# [AIM OF THE EXERCISE]
Could you continue the passage on building volumetric representations from panorama images, starting right after its final sentence?

# [TEXT BLOCK]

——

Regarding the input camera pose, the dataset modality does not support a common reference for camera poses. In response, the volumetric module 116 uses the network to render panoramas from random camera poses during training. Therefore, once the network receives a panorama as input, it is encouraged to generate a plausible panorama from a given viewpoint. Additionally, the network is forced to reconstruct the input panorama instead of outputting a random panorama.
The volumetric module 116 uses a non-saturating generative adversarial network loss function, and L1 density regularization. L1 density regularization encourages sparsity in a model's parameters or output by applying Lasso regularization (L1 norm), to penalize certain parts of the network. To reconstruct the input panorama, the camera pose is set to be at the origin of the coordinate system twenty-five percent of the time during training in this example, and a reconstruction loss is used between the prediction and the ground-truth image.
Regarding training, the volumetric module 116 uses a minibatch standard deviation layer at the end of the discriminator 418, equalized learning rates for the trainable parameters, exponential moving average on the generator weights, and non-saturating logistic loss with L1 regularization. The minibatch standard deviation layer aids the discriminator 418 detecting whether an input image is real or fake by considering the variability within a minibatch of inputs and by computing the standard deviation across a minibatch of data, aggregating the information, and then incorporating the information as an additional feature for the discriminator. In this example, the batch size is 8, and the training duration is 40 epochs.
FIG. 5 depicts an example 500 of a spherical map for generating volumetric representations from panorama images. FIG. 5 is a continuation of the example described in FIG. 4.
The three-dimensional spherical map 124 includes three concentric spherical layers that have varying sizes. This allows the three-dimensional spherical map 124 to efficiently handle 360° panoramas. For instance, the three-dimensional spherical map 124 scales effectively with resolution, allowing for enhanced detail and an increased level of performance compared to conventional representations. The conventional representations include neural radiance fields (NeRFs) and triplane NeRFs. The conventional representations, for instance, are slow to query and scale poorly with resolution. Additionally, the conventional representations are not accurately generated based on the two-dimensional panorama image 122 because the conventional representations do not sufficiently model features from a 360° spherical input. For this reason, the three-dimensional spherical map 124 is an improvement over the conventional representations.

——

# [INFORMATION SHOWN]

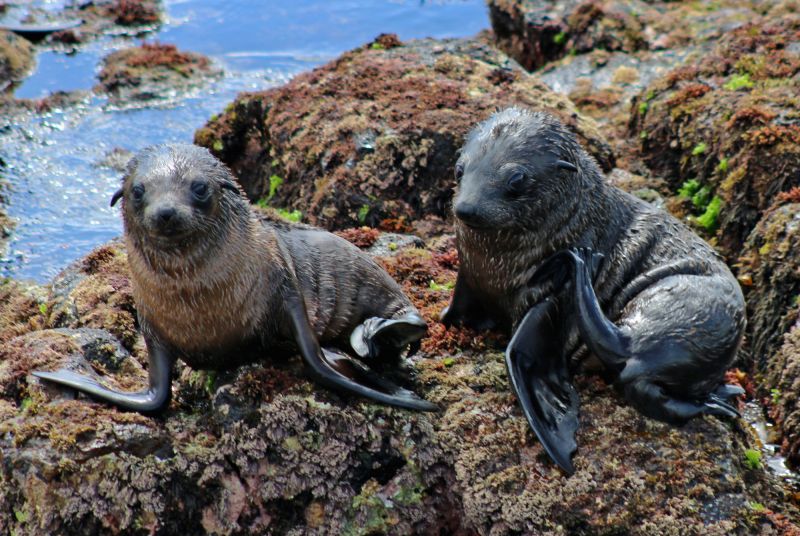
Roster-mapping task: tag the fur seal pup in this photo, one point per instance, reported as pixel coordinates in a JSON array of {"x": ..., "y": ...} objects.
[
  {"x": 550, "y": 249},
  {"x": 217, "y": 287}
]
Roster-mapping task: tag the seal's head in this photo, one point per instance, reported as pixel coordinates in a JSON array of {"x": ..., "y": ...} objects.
[
  {"x": 174, "y": 198},
  {"x": 514, "y": 168}
]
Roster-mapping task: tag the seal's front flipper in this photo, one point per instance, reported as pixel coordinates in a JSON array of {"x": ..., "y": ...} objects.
[
  {"x": 602, "y": 336},
  {"x": 386, "y": 338},
  {"x": 337, "y": 371},
  {"x": 151, "y": 400},
  {"x": 541, "y": 379}
]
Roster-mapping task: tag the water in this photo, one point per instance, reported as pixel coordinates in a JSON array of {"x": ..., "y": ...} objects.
[
  {"x": 59, "y": 194},
  {"x": 776, "y": 463}
]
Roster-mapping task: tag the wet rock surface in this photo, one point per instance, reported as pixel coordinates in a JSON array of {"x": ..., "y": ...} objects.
[
  {"x": 372, "y": 135},
  {"x": 152, "y": 70},
  {"x": 16, "y": 58},
  {"x": 259, "y": 449},
  {"x": 768, "y": 270},
  {"x": 723, "y": 129},
  {"x": 82, "y": 21},
  {"x": 367, "y": 142},
  {"x": 784, "y": 396}
]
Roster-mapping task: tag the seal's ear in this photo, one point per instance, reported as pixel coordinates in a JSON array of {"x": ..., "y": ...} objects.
[
  {"x": 563, "y": 164},
  {"x": 116, "y": 197},
  {"x": 228, "y": 185}
]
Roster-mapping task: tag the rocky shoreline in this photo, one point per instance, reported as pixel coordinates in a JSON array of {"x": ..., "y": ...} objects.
[{"x": 706, "y": 127}]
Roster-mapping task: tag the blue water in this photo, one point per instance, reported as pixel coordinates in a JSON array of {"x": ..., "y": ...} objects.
[{"x": 59, "y": 194}]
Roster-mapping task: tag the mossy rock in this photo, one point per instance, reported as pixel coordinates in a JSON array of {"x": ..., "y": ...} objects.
[
  {"x": 373, "y": 135},
  {"x": 537, "y": 32},
  {"x": 730, "y": 122},
  {"x": 261, "y": 450},
  {"x": 16, "y": 58}
]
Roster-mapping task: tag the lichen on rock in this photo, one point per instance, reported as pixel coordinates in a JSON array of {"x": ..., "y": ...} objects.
[
  {"x": 152, "y": 70},
  {"x": 259, "y": 449},
  {"x": 372, "y": 135},
  {"x": 728, "y": 122}
]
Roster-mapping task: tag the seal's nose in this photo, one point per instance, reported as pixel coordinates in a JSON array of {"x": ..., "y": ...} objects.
[
  {"x": 165, "y": 214},
  {"x": 468, "y": 213}
]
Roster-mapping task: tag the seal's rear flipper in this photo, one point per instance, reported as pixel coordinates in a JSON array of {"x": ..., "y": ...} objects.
[
  {"x": 339, "y": 372},
  {"x": 151, "y": 400},
  {"x": 540, "y": 378},
  {"x": 386, "y": 338}
]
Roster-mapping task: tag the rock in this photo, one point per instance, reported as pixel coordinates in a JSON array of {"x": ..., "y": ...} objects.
[
  {"x": 260, "y": 450},
  {"x": 768, "y": 271},
  {"x": 16, "y": 58},
  {"x": 152, "y": 70},
  {"x": 536, "y": 32},
  {"x": 95, "y": 292},
  {"x": 122, "y": 17},
  {"x": 602, "y": 53},
  {"x": 784, "y": 381},
  {"x": 372, "y": 135},
  {"x": 724, "y": 131},
  {"x": 22, "y": 308}
]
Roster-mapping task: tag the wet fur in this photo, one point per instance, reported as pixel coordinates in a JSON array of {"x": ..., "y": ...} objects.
[
  {"x": 654, "y": 265},
  {"x": 219, "y": 294}
]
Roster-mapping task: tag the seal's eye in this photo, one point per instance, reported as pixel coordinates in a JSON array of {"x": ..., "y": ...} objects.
[
  {"x": 515, "y": 182},
  {"x": 200, "y": 190},
  {"x": 459, "y": 171},
  {"x": 137, "y": 192}
]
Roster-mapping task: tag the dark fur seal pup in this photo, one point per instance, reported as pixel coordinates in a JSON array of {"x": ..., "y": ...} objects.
[
  {"x": 217, "y": 287},
  {"x": 547, "y": 247}
]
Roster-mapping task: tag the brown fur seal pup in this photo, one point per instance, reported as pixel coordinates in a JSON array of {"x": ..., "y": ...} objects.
[
  {"x": 216, "y": 287},
  {"x": 547, "y": 247}
]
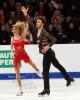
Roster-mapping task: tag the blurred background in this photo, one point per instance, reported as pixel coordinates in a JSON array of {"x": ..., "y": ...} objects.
[{"x": 62, "y": 18}]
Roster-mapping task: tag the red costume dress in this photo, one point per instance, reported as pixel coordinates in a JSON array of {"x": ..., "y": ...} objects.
[{"x": 19, "y": 52}]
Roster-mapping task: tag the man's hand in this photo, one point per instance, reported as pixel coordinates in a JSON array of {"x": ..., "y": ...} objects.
[{"x": 45, "y": 49}]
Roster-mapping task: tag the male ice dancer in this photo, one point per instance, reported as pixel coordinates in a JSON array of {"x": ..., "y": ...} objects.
[{"x": 45, "y": 42}]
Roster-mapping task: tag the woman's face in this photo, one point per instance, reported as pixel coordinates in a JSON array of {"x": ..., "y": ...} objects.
[{"x": 15, "y": 30}]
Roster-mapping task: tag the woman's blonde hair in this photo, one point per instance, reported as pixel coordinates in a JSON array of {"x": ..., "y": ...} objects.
[{"x": 20, "y": 26}]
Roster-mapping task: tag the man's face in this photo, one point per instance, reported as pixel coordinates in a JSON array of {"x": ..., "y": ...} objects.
[
  {"x": 39, "y": 23},
  {"x": 24, "y": 10}
]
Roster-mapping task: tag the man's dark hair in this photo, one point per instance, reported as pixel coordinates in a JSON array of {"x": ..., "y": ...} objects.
[
  {"x": 42, "y": 18},
  {"x": 25, "y": 5}
]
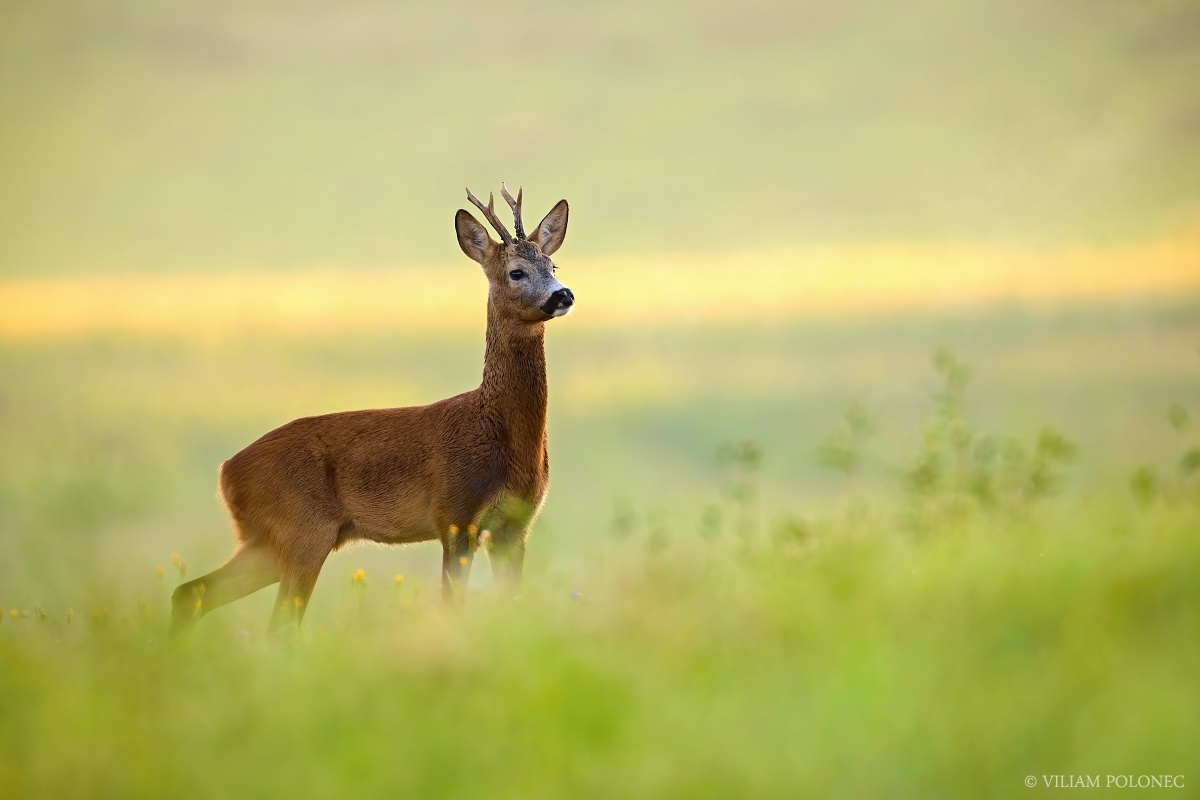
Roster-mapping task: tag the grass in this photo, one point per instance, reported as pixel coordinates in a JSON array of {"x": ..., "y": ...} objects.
[
  {"x": 861, "y": 662},
  {"x": 924, "y": 619}
]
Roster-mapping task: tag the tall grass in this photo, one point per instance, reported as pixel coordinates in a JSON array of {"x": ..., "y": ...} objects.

——

# [TASK OUTPUT]
The three-dimensional spherical map 124 includes density information 502 and color information 504 that is interpolated from the three concentric spherical layers of the three-dimensional spherical map 124. The density information 502 and the color information 504 is interpreted by the rendering module 208 when generating the volumetric representation 118.
FIG. 6 depicts an example 600 of an output including a volumetric representation. FIG. 6 is a continuation of the example described in FIG. 5. As explained above, the two-dimensional panorama image 122 in this example is a two-dimensional, full-circle panoramic image that captures a complete 360° view of a scene in both horizontal and vertical directions. The two-dimensional panorama image 122 enables a viewer to view a scene in multiple directions (left, right, up, down) from a single viewpoint. In this example, the two-dimensional panorama image 122 depicts a kitchen, and the two-dimensional panorama image 122 enables viewers to view scenes by pivoting or rotating the angle of view from the single viewpoint of the two-dimensional panorama image 122. However, the single viewpoint is fixed. For instance, the viewer sees the 360° scene in two dimensions, meaning the two-dimensional panorama image 122 lacks three-dimensional features, including lighting, shadows, and reflections that change depending on a viewpoint.
The output 126 offers an improvement over the two-dimensional panorama image 122 that incorporates three-dimensional qualities into the two-dimensional panorama image 122, so that the volumetric representation 118 supports movement in the virtual environment depicted by the volumetric representation 118. In this example, for instance, views 602 are depicted showing portions of the volumetric representation 118 that depict varying amounts of light, shadows, and reflections depending on a viewpoint in the volumetric representation 118. Users therefore are able to move around and experience virtual objects or other features depicted by the volumetric representation 118 in three-dimensions, including different views that exhibit varying degrees of light, shadows, and reflections on virtual materials depending on a point of view.
FIG. 7 depicts an example 700 of object insertion into a volumetric representation. FIG. 7 is a continuation of the example described in FIG. 5. After the volumetric module 116 generates the volumetric representation 118, the volumetric module 116 inserts objects for display relative to the volumetric representation 118.
In this example, the volumetric module 116 receives an additional input including a three-dimensional location relative to the volumetric representation 118 to position a virtual three-dimensional objects, including first object 702, second object 704, third object 706, and fourth object 708. The virtual three-dimensional objects are glossy spheres having a surface that reflects the environment around the glossy spheres.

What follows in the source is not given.